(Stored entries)
::::::

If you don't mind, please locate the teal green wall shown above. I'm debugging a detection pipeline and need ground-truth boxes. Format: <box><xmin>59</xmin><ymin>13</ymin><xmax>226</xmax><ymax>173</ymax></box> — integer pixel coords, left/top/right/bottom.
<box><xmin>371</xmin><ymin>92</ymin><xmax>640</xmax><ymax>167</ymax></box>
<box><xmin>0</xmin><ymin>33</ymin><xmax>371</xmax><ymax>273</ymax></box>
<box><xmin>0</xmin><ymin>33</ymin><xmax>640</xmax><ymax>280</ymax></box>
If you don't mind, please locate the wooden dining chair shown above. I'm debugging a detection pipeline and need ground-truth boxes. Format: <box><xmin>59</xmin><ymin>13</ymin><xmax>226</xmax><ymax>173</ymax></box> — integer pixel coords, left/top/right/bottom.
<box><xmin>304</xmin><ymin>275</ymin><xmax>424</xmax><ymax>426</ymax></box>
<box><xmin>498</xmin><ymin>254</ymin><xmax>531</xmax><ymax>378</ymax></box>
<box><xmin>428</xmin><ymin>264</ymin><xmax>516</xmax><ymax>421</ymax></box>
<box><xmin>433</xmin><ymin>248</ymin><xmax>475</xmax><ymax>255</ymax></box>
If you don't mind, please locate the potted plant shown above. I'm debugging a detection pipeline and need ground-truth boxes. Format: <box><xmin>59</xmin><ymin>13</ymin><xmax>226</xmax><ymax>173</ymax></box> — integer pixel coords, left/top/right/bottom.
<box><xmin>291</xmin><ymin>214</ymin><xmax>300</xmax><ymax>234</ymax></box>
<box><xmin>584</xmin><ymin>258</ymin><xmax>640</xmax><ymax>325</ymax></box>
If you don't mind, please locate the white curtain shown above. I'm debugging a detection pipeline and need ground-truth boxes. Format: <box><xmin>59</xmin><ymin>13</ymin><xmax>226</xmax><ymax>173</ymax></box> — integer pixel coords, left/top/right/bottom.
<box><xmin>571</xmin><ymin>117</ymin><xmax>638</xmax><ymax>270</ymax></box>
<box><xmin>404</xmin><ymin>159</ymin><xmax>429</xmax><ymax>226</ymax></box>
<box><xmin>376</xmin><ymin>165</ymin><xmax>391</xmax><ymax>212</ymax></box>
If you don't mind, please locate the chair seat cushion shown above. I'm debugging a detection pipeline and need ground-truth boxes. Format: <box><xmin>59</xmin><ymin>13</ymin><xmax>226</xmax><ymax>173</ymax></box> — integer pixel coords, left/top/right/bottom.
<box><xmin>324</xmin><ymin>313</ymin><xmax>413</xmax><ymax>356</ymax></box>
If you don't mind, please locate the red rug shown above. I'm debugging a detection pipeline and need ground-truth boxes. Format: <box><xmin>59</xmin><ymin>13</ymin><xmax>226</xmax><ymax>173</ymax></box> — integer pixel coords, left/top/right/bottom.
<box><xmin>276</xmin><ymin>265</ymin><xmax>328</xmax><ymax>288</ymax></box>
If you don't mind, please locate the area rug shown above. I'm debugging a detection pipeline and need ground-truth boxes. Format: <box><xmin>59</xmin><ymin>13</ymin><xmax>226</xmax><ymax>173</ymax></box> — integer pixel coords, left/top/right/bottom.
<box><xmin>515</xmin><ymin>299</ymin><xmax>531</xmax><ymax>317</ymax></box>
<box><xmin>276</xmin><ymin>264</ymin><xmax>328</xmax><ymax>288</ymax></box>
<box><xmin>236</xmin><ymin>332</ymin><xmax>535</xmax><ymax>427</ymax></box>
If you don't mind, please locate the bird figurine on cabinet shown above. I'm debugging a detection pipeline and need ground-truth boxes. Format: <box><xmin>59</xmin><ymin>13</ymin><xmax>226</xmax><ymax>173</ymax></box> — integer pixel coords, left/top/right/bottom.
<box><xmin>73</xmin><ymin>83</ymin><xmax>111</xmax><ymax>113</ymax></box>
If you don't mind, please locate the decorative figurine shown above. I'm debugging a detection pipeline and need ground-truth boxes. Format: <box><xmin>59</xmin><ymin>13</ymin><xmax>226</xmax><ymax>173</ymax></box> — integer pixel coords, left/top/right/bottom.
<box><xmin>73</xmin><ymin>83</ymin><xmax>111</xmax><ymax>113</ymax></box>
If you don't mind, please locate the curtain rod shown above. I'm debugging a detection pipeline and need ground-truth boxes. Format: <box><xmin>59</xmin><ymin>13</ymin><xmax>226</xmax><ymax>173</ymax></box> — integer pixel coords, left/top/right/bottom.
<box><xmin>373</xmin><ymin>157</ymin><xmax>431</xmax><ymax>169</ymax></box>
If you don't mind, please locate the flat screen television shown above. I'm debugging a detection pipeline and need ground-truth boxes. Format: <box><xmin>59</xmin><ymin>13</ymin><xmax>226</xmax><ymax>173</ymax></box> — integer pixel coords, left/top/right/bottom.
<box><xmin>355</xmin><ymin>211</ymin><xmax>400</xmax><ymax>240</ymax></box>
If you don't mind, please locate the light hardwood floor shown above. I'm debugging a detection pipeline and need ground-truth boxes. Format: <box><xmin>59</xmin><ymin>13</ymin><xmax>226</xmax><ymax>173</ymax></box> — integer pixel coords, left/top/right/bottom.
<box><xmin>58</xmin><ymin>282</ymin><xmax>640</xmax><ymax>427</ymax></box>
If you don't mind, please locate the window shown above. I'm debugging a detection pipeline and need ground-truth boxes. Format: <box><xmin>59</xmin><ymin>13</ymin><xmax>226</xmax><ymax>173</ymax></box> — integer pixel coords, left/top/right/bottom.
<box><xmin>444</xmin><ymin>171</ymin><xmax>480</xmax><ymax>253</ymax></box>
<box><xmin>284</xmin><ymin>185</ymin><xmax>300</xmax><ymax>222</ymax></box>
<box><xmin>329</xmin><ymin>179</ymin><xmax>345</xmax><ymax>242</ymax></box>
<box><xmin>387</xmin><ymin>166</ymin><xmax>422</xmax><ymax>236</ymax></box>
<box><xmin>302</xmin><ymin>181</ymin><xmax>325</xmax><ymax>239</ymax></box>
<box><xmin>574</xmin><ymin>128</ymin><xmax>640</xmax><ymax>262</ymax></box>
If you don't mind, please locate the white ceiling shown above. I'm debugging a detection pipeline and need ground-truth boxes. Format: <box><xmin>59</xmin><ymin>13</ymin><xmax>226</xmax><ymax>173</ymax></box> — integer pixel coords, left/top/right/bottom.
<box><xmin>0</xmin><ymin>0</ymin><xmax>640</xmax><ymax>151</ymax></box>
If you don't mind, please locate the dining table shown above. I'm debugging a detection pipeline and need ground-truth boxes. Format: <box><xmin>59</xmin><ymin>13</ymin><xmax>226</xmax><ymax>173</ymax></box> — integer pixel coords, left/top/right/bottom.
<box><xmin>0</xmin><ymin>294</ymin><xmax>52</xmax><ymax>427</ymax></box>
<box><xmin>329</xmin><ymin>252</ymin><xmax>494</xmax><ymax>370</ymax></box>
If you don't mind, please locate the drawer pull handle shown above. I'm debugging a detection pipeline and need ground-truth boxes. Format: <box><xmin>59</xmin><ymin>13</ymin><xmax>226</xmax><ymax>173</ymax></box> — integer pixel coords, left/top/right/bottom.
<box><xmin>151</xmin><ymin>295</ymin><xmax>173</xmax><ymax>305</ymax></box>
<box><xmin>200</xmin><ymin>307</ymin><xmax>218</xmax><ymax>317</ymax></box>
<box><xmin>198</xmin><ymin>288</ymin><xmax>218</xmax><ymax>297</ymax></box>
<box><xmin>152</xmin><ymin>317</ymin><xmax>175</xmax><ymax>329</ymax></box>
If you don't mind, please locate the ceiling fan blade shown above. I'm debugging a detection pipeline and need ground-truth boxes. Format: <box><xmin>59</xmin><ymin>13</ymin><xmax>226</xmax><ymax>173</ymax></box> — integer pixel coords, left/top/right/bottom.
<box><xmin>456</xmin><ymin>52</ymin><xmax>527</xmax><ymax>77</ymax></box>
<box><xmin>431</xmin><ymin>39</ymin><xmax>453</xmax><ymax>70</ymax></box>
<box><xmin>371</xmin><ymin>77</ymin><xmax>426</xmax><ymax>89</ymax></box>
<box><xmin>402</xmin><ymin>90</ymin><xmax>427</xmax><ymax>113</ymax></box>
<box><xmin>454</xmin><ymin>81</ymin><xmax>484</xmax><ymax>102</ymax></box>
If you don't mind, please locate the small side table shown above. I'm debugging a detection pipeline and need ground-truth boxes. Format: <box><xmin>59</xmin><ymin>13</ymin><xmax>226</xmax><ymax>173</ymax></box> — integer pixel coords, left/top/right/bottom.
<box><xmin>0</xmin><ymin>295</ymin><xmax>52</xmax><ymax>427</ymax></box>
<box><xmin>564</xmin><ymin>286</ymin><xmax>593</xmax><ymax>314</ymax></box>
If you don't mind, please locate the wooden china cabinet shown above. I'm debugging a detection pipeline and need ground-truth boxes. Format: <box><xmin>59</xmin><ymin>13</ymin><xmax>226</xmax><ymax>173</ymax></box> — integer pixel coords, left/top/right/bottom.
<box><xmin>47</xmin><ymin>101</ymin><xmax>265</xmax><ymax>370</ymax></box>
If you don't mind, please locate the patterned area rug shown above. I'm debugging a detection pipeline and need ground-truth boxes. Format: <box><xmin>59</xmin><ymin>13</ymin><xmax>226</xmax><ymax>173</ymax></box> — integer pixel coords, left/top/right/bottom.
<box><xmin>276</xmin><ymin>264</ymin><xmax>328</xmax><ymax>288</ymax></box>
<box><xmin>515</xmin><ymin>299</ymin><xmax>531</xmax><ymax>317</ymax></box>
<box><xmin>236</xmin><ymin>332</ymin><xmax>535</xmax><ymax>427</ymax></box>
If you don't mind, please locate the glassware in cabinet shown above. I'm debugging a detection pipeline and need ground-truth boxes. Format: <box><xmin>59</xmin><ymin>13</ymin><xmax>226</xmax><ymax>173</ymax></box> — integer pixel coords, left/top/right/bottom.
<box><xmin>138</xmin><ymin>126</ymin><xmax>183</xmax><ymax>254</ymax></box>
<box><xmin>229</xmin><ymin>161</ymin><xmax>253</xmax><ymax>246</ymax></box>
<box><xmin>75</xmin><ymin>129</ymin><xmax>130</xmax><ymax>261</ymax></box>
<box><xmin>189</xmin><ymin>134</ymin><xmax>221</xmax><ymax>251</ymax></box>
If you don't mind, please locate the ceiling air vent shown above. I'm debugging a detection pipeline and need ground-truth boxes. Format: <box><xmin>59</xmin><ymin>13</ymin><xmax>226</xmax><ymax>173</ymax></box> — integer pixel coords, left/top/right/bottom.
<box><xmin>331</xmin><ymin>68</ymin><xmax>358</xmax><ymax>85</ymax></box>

::::::

• [What the task asks]: Update everything from the line containing "If you don't mind, please locate the ceiling air" down to the end of the records by changing "ceiling air vent" to "overhead air vent". Leave all else unchanged.

• [Answer for this exercise]:
If you don't mind, please locate the overhead air vent shown above. I'm debugging a detection pipeline and need ground-truth boxes. Format: <box><xmin>59</xmin><ymin>13</ymin><xmax>226</xmax><ymax>173</ymax></box> — integer pixel coords, left/top/right/bottom.
<box><xmin>331</xmin><ymin>68</ymin><xmax>358</xmax><ymax>85</ymax></box>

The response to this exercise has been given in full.